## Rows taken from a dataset

*-*-*

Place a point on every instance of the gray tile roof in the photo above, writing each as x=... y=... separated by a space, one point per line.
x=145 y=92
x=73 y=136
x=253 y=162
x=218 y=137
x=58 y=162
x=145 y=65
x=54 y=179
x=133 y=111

*-*-*

## TASK OBJECTIVE
Copy out the lines above word for word, without changing anything.

## THE RESPONSE
Place a point on every instance of the gray tile roof in the photo above, writing each as x=... y=... separated by a space, one point per line.
x=145 y=92
x=73 y=136
x=253 y=162
x=218 y=137
x=58 y=162
x=145 y=65
x=54 y=179
x=133 y=111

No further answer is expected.